▶ **PASSAGE**:
+ + +

Sheikh Rehana Siddiq (born 13 September 1955) is a Bangladesh Awami League politician. She is the younger sister of Prime Minister Sheikh Hasina and the daughter of the Father of the Nation Bangabandhu Sheikh Mujibur Rahman. She is also the mother of Tulip Siddiq, who is a British Labour Party politician and elected Member of Parliament (MP) for the Hampstead and Kilburn constituency.

Early life 
Sheikh Rehana was born to Sheikh Mujibur Rahman, the first president of Bangladesh, and Sheikh Fazilatunnesa Mujib. She was placed under house arrest in Dhanmondi along with her family by the Pakistan Army during Bangladesh Liberation War. She was in West Germany with her elder sister Sheikh Hasina when her family was assassinated in a military coup by the Bangladesh Army.

+ + +

▶ **MATERIAL**:

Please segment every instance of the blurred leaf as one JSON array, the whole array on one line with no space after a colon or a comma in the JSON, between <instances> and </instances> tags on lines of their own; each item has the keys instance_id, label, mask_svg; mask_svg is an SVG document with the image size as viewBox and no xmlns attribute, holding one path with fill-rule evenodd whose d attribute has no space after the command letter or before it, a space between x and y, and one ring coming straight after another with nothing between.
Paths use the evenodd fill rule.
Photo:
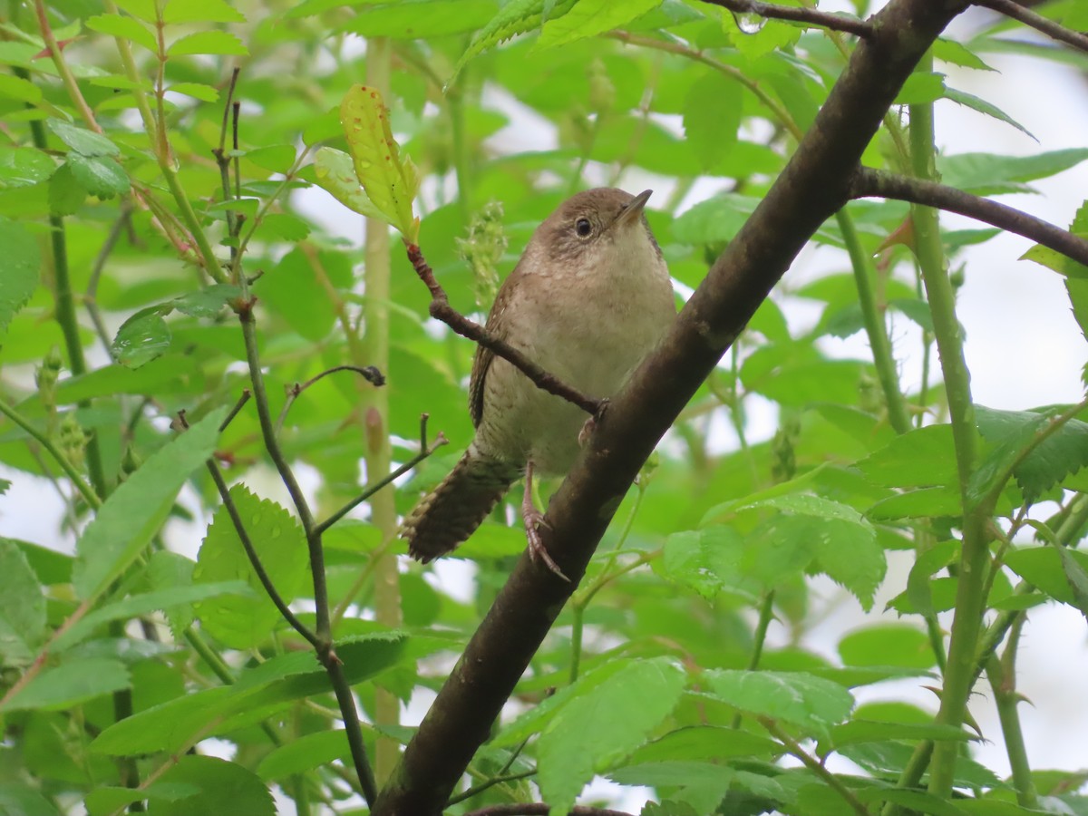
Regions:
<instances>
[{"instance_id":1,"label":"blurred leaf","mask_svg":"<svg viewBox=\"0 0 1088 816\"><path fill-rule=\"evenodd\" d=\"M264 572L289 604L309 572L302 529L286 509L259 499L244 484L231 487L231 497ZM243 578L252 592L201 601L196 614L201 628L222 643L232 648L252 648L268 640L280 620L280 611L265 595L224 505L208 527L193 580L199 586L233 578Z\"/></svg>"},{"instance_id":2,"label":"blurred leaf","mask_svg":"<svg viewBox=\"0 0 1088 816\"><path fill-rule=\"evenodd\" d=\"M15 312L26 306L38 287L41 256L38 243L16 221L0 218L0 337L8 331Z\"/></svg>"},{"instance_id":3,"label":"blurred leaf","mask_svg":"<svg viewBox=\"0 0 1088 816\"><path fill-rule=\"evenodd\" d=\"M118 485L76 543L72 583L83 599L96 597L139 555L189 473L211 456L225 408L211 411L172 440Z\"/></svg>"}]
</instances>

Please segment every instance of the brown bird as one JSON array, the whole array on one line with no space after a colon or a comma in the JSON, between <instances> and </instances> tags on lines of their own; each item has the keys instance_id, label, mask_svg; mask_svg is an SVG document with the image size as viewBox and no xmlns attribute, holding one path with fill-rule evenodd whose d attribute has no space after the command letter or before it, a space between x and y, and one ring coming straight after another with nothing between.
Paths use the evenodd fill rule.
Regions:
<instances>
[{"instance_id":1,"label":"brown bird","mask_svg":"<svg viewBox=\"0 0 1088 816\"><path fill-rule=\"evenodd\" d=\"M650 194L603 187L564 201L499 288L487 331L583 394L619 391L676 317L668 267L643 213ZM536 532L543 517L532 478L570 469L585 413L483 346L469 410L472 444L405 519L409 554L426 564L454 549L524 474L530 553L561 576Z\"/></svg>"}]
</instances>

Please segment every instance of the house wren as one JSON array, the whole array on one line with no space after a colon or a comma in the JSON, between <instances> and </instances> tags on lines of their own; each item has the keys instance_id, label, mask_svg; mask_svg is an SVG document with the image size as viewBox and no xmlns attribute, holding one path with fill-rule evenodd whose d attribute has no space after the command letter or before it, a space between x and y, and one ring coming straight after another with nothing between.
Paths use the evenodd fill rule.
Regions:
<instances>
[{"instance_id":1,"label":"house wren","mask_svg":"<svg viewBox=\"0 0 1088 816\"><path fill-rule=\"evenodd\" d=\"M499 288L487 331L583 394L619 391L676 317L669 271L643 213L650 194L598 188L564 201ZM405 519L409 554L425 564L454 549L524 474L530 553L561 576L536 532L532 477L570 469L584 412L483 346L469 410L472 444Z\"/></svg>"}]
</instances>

+ + +

▶ **WORK TO BE COMPLETED**:
Please answer these questions from the Sheikh Rehana passage above:
1. On what date was Sheikh Rehana born?
2. For which constituency is Tulip Siddiq the elected MP?
3. In what country was Sheikh Rehana when her family was assassinated?

▶ **FINAL RESULT**:
1. 13 September 1955
2. Hampstead and Kilburn
3. West Germany